Dataset rows ::
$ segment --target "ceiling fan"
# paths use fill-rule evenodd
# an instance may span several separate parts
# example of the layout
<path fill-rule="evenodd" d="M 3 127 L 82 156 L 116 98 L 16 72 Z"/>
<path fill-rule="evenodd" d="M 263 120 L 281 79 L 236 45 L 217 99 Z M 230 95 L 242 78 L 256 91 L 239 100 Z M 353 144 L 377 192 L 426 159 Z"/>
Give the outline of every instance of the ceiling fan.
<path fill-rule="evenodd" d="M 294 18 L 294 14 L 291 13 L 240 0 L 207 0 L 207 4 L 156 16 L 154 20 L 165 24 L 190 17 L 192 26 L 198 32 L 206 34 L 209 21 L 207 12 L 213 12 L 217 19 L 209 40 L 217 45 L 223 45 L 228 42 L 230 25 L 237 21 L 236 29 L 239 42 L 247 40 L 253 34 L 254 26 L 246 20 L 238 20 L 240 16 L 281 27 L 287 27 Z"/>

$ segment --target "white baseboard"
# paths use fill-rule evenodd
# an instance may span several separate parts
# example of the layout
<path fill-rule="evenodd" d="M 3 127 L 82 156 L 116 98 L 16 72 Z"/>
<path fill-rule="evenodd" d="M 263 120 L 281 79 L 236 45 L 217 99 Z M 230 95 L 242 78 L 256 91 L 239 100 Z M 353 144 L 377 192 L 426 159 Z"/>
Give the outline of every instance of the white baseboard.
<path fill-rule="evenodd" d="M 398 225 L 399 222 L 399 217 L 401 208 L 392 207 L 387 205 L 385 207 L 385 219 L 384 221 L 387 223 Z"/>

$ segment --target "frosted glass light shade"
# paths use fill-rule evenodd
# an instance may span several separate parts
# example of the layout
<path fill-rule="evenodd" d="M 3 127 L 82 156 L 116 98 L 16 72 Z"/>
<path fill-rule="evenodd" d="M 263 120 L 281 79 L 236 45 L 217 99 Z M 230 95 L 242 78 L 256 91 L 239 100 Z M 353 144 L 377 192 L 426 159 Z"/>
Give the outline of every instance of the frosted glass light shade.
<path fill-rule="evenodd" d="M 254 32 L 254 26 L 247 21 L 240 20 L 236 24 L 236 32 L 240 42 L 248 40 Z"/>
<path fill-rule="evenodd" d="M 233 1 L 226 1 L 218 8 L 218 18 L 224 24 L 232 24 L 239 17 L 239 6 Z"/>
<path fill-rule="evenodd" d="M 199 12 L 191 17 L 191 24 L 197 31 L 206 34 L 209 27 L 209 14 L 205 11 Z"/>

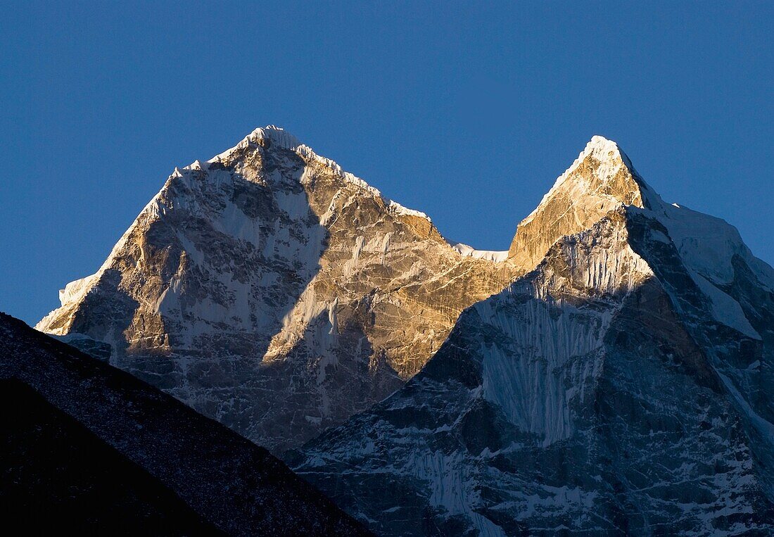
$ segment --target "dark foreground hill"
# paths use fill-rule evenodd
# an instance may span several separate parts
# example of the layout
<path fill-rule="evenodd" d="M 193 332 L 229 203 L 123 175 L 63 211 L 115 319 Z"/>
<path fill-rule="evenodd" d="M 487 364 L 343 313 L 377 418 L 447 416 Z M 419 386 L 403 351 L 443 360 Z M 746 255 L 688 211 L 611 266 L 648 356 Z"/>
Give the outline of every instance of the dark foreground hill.
<path fill-rule="evenodd" d="M 263 448 L 2 313 L 0 392 L 0 501 L 22 527 L 365 533 Z"/>

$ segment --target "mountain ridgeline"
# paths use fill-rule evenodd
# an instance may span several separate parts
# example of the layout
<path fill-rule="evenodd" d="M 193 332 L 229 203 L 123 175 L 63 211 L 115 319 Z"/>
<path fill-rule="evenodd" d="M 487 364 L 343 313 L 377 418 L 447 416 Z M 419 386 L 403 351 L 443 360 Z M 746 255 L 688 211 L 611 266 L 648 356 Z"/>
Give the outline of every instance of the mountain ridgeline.
<path fill-rule="evenodd" d="M 774 270 L 601 137 L 490 252 L 256 129 L 60 299 L 378 534 L 774 531 Z"/>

Stated goal ::
Could you give the data as a numbered list with blank lines omitted, starting at its first line and stopping after the line that contains "Give the outline of every instance of the ceiling"?

Exercise output ::
1. $ segment --target "ceiling fan"
2. # paths use fill-rule evenodd
3. # an instance may span several separate parts
4. # example of the layout
5. <path fill-rule="evenodd" d="M 3 127 L 82 156 L 116 98 L 16 72 Z"/>
6. <path fill-rule="evenodd" d="M 263 120 L 281 79 L 236 45 L 217 99 Z M 230 95 L 242 78 L 256 91 L 239 100 Z M 353 144 L 377 192 L 426 159 Z"/>
7. Give the outline of every instance of the ceiling fan.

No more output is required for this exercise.